** WRITTEN REQUEST **
Extract every entry word for word. Skip the pictures.

** EXTRACTED ENTRIES **

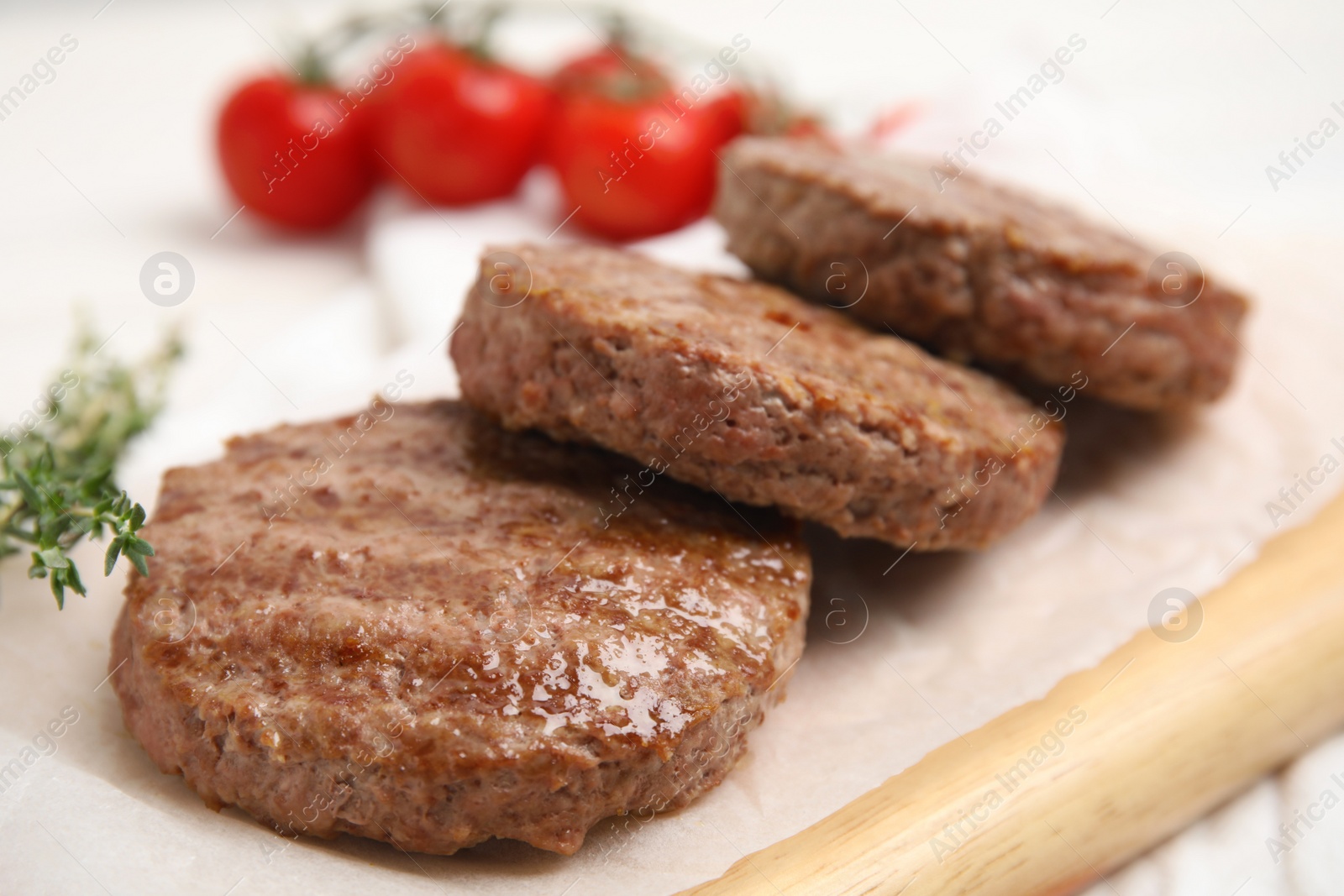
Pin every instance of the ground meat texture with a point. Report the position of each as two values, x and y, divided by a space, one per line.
414 626
750 391
979 271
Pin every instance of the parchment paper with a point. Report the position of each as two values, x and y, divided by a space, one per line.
905 653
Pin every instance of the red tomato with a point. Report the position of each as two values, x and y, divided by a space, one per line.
295 154
460 129
612 73
635 170
730 113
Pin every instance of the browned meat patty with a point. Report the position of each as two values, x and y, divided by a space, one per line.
417 627
979 271
748 390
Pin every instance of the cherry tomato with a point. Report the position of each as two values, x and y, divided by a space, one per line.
633 157
295 154
460 129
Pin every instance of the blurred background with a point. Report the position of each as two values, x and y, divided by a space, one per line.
1166 123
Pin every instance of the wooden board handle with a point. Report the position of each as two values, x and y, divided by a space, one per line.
1113 761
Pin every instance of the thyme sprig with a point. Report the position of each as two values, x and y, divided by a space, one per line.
57 473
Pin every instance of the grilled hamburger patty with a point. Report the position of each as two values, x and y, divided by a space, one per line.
979 271
417 627
748 390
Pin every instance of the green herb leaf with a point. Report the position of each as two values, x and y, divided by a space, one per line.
57 479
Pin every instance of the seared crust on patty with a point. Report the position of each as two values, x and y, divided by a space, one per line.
413 626
979 271
748 390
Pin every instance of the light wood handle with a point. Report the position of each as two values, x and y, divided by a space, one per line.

** COMPLETE ANSWER **
Pin every instance of the ground meat texture with a point. Report the position of each as two values, x and y, divided by a space, one per line.
414 626
750 391
979 271
Pin every instance of the parchment paper with a point. Report the position of each as two values, x and y, divided by a space, one per line.
905 653
Pin every instance of the red tomato with a point. Report the position of each as two values, x and y, divided by a space, one per line.
295 154
460 129
612 73
635 170
730 113
Pin every instance of the browned meat patty with a point. Report the position of each as two values, x and y, divided by a space, one per line.
417 627
979 271
748 390
Pin every instance of the cherry tomato with a point. Report the position of each as two values, x and y, divided by a space, one per line.
633 157
295 154
460 129
Pin every instance of the blurred background with a point. Report the position of each as two values, x and y, divided by a space, one per line.
1166 123
Pin every instance of the wooden board handle with a point. Report the position of each as two values, x and y, divided by a space, one per line.
1113 761
Pin every instance of the thyme sprig with a point. Report the position of each as two values, x and y, divided by a space, one per line.
57 473
Pin every instance of the grilled hamburger patty with a point. Report the position of each as two values, x and y, divided by a space, one per line.
979 271
417 627
748 390
Pin every instance of the green herb leaf with a point. Report the position of each as two values, x and y, divided by a space, one per line.
57 479
Pin every instance of the seared crust on patty with a point. Report the position of each as two values, x and y, divided by a space, one per line.
413 626
979 271
748 390
Pin every instance of the light wood handle with a point. Report the position of each as two values, x and y, divided by a space, one per line.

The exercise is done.